The input:
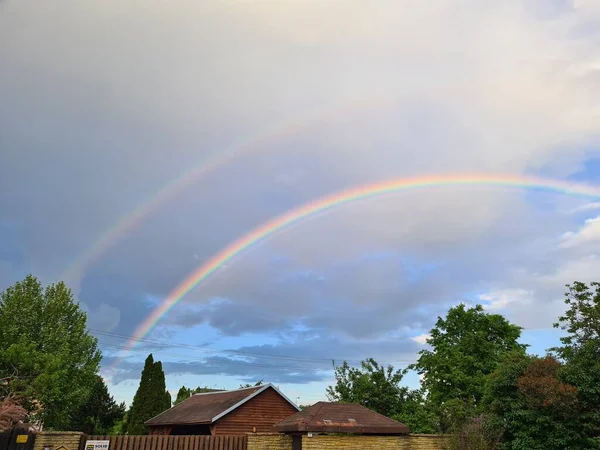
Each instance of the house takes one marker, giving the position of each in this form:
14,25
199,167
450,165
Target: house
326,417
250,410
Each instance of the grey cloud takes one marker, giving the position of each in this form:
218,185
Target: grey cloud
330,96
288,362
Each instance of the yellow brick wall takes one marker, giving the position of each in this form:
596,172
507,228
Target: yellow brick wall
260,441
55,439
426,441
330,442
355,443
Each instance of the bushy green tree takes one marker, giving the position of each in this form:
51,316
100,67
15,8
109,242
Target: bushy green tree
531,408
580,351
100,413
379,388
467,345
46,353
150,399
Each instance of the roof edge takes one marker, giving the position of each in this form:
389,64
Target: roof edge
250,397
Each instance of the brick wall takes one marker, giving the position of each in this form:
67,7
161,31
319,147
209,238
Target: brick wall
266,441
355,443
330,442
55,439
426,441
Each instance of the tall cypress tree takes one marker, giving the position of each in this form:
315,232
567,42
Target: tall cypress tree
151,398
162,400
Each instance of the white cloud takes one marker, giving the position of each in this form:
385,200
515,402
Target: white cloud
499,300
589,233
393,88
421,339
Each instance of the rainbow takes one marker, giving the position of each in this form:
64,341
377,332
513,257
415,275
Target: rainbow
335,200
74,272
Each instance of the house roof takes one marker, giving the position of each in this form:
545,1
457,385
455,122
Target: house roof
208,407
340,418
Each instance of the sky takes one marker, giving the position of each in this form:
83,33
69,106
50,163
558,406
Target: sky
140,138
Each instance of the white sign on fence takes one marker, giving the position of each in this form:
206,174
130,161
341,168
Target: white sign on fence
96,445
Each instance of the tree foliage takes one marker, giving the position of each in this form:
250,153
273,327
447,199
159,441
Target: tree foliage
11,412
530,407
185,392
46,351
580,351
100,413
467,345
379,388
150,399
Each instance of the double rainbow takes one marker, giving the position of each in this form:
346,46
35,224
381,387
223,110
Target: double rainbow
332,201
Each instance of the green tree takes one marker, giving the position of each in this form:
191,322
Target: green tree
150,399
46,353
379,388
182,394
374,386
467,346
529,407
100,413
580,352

Aim of the exercise:
Return, word for word, each line from the one that contains "Each instance of the green" through the end of the listing above.

Solution to this problem:
Each instance of the green tree takes one marker, giving the position of each in this form:
191,322
Target: green tree
150,399
46,353
379,388
182,394
374,386
467,346
529,407
100,413
580,352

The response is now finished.